* WHAT IS REQUIRED
Repeat every entry in the listing below, exactly.

* MATERIAL FOR THIS EXERCISE
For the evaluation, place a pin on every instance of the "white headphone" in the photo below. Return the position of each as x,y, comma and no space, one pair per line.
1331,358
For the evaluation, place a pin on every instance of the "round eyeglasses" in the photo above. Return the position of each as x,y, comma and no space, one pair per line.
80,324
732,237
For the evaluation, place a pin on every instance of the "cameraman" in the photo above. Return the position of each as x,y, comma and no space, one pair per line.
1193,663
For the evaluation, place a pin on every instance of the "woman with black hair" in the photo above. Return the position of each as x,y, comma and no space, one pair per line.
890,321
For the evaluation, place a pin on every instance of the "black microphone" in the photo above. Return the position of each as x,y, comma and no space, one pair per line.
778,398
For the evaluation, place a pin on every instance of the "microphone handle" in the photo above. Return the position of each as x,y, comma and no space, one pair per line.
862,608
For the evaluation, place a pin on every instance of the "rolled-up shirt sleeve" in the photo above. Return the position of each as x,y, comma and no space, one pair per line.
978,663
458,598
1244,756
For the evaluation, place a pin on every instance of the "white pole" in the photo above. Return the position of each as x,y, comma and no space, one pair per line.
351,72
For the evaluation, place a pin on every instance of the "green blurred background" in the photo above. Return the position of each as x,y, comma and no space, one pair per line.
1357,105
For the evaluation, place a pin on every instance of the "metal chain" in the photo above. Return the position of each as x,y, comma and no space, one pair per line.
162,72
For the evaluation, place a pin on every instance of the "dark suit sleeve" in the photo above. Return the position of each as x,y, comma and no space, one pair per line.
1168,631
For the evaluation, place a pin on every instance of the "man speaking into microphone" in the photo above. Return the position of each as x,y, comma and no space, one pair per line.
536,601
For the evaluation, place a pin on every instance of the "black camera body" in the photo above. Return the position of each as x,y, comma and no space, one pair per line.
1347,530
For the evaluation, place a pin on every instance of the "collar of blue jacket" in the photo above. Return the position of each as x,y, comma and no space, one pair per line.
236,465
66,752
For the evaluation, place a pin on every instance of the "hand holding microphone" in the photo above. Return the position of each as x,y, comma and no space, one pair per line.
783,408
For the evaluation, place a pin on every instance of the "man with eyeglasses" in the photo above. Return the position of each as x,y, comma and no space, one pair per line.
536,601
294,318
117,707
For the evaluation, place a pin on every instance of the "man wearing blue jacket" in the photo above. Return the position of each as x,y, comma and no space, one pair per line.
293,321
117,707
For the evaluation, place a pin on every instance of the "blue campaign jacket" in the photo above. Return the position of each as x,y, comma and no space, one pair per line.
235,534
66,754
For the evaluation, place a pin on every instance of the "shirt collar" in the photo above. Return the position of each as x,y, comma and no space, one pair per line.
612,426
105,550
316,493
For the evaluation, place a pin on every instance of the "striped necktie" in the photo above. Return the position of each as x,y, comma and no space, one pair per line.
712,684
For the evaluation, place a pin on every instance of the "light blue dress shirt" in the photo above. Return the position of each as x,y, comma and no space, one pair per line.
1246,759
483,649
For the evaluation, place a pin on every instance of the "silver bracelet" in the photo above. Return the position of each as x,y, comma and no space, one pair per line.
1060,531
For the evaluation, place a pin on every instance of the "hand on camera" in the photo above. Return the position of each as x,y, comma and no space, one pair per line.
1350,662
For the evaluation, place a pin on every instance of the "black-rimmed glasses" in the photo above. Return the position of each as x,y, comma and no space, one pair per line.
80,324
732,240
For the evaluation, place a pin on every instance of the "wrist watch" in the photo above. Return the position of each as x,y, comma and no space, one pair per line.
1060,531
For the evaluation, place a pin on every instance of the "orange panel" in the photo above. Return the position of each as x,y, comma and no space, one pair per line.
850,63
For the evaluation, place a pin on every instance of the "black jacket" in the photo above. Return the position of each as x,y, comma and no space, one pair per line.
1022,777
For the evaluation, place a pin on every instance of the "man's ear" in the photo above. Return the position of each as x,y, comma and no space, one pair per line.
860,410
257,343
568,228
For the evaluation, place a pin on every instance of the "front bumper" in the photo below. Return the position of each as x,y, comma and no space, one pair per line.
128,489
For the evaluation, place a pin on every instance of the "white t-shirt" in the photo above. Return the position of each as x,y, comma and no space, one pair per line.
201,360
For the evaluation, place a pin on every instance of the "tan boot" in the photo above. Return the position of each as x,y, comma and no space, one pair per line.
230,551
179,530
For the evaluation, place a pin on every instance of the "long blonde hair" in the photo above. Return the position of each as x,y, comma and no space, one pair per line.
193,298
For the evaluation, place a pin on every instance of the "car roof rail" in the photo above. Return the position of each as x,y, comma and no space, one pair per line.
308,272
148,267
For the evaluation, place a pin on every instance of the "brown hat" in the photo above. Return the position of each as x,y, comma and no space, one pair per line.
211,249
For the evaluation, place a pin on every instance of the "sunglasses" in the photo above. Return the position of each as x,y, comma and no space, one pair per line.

* FINISHED TASK
For the evaluation, place a pin on every instance of the "white headphone" in the photo below. Return the position of each as x,y, comma and no space, one pair per line.
1331,358
For the evaluation, place a pin on every instance of the "round eyeglasses" in the photo above. Return the position of each as x,y, comma and no space, one pair per line.
80,324
732,237
For the evaluation, place a pin on every instance of the "cameraman" in the photo above. Return the position of each as x,y, comma and no space, one pair per line.
1193,663
For the evaluation, place a pin on every instance of the "woman with black hair" in the photo above. Return the position of each as x,y, comma and no space, one pair per line.
890,321
For the evaluation, place a pin on every instance of the "black microphone" in the photo above. Return the position of each as x,y, comma and no space, one pair per line.
778,398
For the evaluation, place a pin on every instance of the "microphone handle" in the photo above. Return the position of each as x,y, comma and no space, one pair per line.
862,608
For the evaluation, place a pin on every instance of the "rolled-up shirt sleeve" in the photo above. Return the position of each as x,y, comma and no space, one pair per line.
978,663
458,598
1244,756
For the evaluation, place a pin on every instance of the "white pole" in the photo above. Return the position of each as x,y, comma and no space, one pair per line.
351,72
For the evaluation, place a pin on every instance of the "green blurred background" in the photo above. Return the position of each as x,y, comma and no space, one pair per line.
1357,105
For the evaluation, place a pin on every instance of the "metal chain" in the photo above. Return the position of each as x,y, comma and no space, one pair per line.
162,72
For the evaluation, place a pin on every instance of the "dark suit sleeve" in the photo above. Return the position of each as x,y, comma and no space, one pair per line.
1168,631
For the evaluation, place a pin on every instance of the "man speaking into microphone" in the photo above. Return the position of each as x,y, comma and no space, one pair per line.
536,601
For the evaluation, place a pin on every instance of the "black camera body" in the photo above. Return the position of each as x,y, comma and no space, one pair per line.
1347,530
For the evaluation, place a pin on every instance of the "collar of blue jacket" in the photo above. Return the position of each as x,y, comma and no space, one pair per line.
236,465
66,752
For the evaluation, place a pin on every instance of the "hand holding microphone" in the photo above. Return the position of each as x,y, comma and no space, one pair per line.
783,408
For the evaluation, place a pin on every instance of the "man with eyeglasses" in the photo above. Return the position of each as x,y, comma and no space, one pair per line.
536,601
294,318
117,707
For the evaluation, place a pin on every instance of the "man wearing blue jacket" in the photo above. Return the position of each as x,y, comma and no space, one pair per line.
293,321
117,707
For the evaluation, place a pin on every instance of the "blue campaign jacket" in the photo above. Return the position of each as x,y, comma and no space, one pair per line.
235,534
66,754
For the evaluation, place a pin on every instance of the "shirt collar" in the photo above. Return the position of each as x,y, comma and no space, one pair per line.
612,426
105,550
316,493
For the evaluation, place a pin on every instance of the "striped necktie" in the photo above. Return the position of each as x,y, comma and no space, one pair per line.
712,684
For the evaluation, place a pin on every instance of the "light blue dress shirt" in the photo above. Return the position of each as x,y, comma and no space, one pair per line.
1246,759
483,649
For the evaluation, place a pin on every instance of the "silver bracelet" in the photo above. Return the position of each as x,y, comma and no space, one pair per line.
1060,531
For the evaluation, place a pin on every instance of the "hand on camera" in the photo above. Return the position of each as x,y, comma and no space, one pair per line.
1350,662
For the evaluation, place a pin on every instance of the "black-rimmed glasses" in the photo above. Return the position of each as x,y, comma and no space, one pair per line.
80,324
732,240
For the evaluation, place a pin on every instance of the "wrist watch" in the photo above. Return the position of each as x,y, comma and no space, one pair per line.
1060,531
For the evaluation, place a pin on every instance of the "orange panel" in the photo above. Return the position of each as x,y, comma and no space, one pair per line.
850,63
For the evaluation, place a pin on every instance of the "black jacket" in the photo above. Return the position of each as x,y, comma and no space, one pair per line.
1022,777
For the evaluation, place a pin on every instance of the "man's ear" in the photo above. Return the position of each as x,y, comma and no space, one pair per line.
860,410
257,343
568,228
For the evaluation, place a pin on every instance of the "front bumper" in the photo below. Return the position of each as x,y, comma and no space, one pair per line.
128,489
For the evaluation, place a pin on every instance of the "white t-shirt" in the photo above. Return the position of each as x,y, comma and no space, one pair per line.
201,360
For the evaluation, place a pin on every instance of the "tan boot" in the photo above. Return the position of each as x,y, comma and no space, one pair per line.
230,551
179,530
For the evaluation, place a pin on every instance of the "long blonde hair" in the photo above. Return the position of each as x,y, comma and no space, one pair per line.
193,298
For the evaluation, place a pin on every instance of the "car roof rail" in the photo above. Return the position of each as x,y, comma and no space, one pair per line.
308,272
148,267
For the evaluation, place a pin on every instance of the "brown hat" in the photo above. Return the position of each as x,y, comma and no space, one pair per line.
211,249
For the evaluation, place a pin on every instance of the "sunglasses" in the photo above. Return the position of each as x,y, comma and no space, one pair per line.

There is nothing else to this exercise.